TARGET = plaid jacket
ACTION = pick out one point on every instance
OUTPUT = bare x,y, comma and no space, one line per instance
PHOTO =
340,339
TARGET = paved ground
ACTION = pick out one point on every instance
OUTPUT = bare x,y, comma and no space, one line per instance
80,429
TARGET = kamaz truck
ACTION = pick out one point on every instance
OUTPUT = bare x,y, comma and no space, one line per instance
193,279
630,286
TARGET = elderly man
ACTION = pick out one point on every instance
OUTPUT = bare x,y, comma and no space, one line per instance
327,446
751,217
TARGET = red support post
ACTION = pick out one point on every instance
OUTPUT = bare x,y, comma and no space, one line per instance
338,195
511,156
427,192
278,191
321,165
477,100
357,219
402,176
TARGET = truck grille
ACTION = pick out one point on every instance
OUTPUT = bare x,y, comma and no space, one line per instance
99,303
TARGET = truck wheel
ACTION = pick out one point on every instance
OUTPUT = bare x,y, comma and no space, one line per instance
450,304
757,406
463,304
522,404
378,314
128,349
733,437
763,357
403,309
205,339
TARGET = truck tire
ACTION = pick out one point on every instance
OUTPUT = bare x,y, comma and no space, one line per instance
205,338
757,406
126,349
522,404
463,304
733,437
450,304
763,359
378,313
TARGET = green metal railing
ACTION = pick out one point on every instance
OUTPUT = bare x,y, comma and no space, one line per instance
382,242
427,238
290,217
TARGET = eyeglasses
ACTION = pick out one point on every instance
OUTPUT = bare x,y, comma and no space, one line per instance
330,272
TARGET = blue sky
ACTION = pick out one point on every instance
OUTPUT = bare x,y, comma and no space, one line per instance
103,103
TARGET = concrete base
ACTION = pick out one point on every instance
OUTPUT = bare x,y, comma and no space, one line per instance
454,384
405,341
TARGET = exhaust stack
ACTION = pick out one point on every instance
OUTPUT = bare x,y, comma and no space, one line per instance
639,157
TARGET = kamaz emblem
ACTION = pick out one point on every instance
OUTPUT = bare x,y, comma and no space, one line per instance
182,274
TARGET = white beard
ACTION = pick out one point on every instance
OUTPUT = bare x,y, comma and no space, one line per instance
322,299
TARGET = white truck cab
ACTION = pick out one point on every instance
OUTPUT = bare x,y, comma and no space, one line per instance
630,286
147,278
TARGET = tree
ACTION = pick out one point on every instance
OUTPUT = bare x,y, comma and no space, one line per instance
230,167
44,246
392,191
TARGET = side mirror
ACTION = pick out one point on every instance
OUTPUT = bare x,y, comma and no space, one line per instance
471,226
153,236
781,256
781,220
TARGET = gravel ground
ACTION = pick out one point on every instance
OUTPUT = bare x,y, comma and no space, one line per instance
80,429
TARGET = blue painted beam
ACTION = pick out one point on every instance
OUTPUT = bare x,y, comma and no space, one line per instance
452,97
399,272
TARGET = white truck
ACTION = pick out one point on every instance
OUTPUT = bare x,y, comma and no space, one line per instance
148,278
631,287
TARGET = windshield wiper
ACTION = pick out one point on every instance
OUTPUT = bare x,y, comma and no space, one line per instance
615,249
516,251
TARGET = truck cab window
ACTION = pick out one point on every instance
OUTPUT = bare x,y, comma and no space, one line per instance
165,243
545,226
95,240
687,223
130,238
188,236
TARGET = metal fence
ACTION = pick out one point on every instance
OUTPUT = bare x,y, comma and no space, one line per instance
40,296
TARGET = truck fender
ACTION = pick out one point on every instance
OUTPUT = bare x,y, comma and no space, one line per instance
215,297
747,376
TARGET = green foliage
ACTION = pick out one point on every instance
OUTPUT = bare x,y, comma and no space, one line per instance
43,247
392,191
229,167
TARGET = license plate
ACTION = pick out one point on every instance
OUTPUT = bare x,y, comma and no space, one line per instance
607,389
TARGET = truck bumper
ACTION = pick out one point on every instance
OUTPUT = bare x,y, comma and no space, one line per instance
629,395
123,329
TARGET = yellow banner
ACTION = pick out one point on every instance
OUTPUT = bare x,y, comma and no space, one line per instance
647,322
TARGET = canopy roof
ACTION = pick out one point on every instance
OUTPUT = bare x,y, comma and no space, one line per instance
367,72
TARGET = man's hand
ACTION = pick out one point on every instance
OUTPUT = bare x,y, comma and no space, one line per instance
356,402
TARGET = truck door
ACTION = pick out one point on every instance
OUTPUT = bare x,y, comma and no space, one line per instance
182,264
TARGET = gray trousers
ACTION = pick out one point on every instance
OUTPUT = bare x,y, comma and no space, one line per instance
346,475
==
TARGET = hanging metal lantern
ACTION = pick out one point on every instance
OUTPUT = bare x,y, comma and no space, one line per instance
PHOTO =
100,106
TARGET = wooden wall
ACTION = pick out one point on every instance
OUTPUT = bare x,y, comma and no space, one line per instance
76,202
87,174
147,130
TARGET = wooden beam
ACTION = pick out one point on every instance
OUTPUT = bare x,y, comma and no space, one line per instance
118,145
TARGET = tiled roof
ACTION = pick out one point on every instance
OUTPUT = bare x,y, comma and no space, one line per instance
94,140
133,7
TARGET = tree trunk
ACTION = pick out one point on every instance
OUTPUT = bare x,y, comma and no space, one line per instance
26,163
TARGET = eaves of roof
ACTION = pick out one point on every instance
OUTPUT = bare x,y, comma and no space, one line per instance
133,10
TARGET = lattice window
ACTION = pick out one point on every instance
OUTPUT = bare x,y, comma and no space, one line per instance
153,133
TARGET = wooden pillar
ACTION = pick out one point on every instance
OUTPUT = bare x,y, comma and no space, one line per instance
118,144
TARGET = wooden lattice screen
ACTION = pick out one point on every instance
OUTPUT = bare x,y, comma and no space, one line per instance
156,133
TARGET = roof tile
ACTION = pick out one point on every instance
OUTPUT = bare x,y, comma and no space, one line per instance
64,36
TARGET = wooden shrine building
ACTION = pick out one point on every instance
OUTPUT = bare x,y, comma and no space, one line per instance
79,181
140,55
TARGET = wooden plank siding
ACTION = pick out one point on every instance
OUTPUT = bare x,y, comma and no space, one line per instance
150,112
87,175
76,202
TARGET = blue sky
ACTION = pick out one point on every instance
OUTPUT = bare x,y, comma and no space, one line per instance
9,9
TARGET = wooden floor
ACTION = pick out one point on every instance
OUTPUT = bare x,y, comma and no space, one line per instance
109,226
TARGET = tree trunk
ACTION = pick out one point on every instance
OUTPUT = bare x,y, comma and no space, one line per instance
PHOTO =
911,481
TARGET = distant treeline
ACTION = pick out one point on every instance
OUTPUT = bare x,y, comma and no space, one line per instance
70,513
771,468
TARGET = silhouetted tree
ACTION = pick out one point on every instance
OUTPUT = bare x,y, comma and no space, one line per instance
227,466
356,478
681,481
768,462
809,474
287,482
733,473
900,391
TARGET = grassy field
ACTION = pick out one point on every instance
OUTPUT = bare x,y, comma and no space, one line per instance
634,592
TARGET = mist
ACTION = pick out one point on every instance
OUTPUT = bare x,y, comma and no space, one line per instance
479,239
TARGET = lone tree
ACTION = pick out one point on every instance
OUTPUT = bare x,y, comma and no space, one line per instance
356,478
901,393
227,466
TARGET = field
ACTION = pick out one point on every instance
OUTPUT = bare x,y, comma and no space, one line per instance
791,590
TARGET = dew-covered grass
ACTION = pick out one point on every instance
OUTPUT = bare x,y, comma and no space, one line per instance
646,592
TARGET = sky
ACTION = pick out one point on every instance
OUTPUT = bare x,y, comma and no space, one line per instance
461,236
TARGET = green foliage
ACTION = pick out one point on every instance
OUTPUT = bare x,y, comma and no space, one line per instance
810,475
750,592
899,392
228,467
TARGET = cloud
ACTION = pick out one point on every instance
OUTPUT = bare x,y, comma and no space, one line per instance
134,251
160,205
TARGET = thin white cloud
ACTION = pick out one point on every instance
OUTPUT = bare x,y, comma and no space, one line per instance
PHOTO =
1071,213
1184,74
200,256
...
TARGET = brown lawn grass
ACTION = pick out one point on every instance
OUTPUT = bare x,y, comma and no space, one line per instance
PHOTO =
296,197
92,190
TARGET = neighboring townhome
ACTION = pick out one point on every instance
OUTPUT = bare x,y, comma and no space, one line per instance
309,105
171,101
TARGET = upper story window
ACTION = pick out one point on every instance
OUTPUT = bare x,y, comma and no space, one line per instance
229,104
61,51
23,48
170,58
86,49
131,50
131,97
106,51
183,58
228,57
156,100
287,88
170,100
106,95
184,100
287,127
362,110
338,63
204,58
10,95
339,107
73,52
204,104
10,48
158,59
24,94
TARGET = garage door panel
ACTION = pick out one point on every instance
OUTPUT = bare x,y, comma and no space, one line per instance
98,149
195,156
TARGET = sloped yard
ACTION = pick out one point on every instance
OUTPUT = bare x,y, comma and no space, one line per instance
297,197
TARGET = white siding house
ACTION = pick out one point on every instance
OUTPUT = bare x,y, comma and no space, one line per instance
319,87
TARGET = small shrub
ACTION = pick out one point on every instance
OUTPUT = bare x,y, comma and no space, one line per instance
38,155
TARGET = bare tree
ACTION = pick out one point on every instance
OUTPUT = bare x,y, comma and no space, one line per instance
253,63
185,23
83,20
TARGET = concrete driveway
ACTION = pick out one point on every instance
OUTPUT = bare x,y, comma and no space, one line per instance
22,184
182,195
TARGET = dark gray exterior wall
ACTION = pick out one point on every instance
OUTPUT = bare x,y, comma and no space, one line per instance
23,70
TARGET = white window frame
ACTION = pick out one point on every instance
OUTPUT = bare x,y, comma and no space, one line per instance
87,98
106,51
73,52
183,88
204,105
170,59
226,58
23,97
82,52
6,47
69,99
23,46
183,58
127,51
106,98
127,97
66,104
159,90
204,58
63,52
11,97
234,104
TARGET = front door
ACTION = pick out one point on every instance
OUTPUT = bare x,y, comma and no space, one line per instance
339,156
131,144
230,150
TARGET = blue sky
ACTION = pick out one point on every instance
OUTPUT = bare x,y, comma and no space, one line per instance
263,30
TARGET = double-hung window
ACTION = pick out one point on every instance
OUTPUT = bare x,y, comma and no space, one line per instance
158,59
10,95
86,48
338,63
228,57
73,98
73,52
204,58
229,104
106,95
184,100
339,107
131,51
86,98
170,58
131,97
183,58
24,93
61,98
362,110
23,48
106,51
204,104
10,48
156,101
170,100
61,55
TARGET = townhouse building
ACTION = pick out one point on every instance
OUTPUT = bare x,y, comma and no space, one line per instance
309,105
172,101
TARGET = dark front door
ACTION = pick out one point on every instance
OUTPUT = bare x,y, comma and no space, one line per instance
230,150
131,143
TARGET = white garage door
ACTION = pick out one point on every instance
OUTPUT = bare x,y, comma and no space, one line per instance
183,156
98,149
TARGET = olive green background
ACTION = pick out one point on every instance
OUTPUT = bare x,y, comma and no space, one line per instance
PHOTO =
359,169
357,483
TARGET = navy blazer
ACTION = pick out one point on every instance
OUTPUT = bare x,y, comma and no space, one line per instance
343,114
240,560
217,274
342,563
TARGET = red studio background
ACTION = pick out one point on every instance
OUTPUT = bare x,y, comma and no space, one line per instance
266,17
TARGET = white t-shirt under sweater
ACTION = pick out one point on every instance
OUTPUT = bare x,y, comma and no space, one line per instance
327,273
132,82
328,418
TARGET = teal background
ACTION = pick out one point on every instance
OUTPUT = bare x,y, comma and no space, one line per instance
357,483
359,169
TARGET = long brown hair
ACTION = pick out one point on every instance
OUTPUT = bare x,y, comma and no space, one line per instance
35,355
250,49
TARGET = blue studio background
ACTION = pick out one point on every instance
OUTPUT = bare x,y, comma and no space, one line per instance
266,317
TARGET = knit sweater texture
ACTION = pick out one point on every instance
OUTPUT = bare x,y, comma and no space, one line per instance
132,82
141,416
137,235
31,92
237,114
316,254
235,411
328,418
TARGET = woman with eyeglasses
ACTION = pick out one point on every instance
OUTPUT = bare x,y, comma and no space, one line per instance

#### [Given problem]
Pull out each line of the material above that contains the word "roof", treating uppercase and lowercase as different.

#### [Answer]
TARGET = canopy roof
TARGET = tiled roof
TARGET = eaves of roof
TARGET = roof tile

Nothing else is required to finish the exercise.